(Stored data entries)
--------------------

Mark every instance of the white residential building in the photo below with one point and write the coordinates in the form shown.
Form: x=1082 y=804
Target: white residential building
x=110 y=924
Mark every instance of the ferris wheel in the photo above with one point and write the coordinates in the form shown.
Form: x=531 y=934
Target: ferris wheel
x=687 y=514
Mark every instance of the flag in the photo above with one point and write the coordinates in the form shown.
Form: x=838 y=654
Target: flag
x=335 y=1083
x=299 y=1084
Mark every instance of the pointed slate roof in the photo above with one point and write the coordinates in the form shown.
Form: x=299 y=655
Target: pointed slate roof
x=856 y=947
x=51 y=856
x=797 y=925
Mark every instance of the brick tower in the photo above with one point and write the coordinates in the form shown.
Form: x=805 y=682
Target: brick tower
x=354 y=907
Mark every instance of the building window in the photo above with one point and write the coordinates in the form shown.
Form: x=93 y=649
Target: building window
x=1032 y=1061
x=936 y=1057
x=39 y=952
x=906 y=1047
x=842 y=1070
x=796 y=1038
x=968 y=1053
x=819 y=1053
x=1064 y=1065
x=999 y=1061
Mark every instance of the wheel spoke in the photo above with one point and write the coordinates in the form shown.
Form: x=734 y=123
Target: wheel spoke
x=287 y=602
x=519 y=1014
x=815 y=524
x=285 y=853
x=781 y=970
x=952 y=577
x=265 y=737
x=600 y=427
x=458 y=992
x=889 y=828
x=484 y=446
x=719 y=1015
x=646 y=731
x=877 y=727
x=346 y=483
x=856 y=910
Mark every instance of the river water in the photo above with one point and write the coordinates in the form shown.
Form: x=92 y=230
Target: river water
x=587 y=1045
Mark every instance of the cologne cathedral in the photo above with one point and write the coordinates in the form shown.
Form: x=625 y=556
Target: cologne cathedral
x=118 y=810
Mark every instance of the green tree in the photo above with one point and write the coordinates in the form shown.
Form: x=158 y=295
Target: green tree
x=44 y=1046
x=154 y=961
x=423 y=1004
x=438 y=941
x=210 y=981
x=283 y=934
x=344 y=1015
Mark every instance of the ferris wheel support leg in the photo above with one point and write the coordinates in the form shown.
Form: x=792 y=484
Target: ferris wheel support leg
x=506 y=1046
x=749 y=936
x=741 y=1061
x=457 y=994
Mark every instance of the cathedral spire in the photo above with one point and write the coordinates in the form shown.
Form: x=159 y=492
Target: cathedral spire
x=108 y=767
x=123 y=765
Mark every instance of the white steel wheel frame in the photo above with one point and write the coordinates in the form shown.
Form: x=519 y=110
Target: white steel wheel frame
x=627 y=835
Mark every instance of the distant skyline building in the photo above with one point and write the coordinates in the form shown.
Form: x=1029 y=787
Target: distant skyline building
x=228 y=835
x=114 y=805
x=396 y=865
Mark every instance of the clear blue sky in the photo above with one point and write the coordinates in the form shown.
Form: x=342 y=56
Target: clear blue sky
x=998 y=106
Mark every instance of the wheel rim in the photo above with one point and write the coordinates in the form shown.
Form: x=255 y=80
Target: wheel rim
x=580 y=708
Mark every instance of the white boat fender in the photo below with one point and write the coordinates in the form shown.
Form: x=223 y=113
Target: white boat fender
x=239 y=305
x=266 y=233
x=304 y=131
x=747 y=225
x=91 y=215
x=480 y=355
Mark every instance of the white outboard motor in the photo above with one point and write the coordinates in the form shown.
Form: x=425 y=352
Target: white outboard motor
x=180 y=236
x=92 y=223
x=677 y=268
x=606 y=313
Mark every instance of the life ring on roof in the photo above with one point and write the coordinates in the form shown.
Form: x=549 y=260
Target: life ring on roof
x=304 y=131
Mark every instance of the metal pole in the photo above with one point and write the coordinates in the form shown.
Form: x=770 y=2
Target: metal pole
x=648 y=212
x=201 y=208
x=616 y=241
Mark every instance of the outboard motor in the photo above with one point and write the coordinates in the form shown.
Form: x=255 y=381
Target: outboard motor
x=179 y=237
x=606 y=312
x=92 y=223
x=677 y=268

--------------------

→ Task item
Retype only the lines above between the line with "Form: x=519 y=110" and the line with "Form: x=770 y=2", counting those two lines as well, and keep every character as it is.

→ Answer to the exercise
Form: x=519 y=110
Target: white steel wheel frame
x=627 y=835
Mark every instance of the distant skyline building in the photo above with one point and write the coordinates in the form shown.
Form: x=1029 y=787
Target: distant skyline building
x=228 y=835
x=114 y=805
x=396 y=865
Mark every instance of the clear blue sky in the photo above with one point and write the coordinates in the form shown.
Form: x=342 y=56
Target: clear blue sky
x=998 y=106
Mark every instance of the wheel rim in the photo above with one point and write the coordinates in the form shown.
Form: x=255 y=80
Target: wheel rim
x=580 y=708
Mark every instance of the white boat fender in the photo below with one point and write the coordinates in the form shown.
Form: x=223 y=113
Target: white boat fender
x=239 y=305
x=266 y=233
x=304 y=131
x=747 y=225
x=91 y=215
x=480 y=355
Mark every instance of the white outboard motor in the photo above with one point and write the coordinates in the form shown.
Form: x=425 y=352
Target: white outboard motor
x=180 y=236
x=92 y=223
x=677 y=268
x=606 y=313
Mark every instance of the life ring on roof in the photo above with one point and write the coordinates in the form shown.
Form: x=549 y=260
Target: life ring on roof
x=304 y=131
Mark every instance of the metal pole in the photo above with one point and write the coordinates in the form shown.
Form: x=770 y=2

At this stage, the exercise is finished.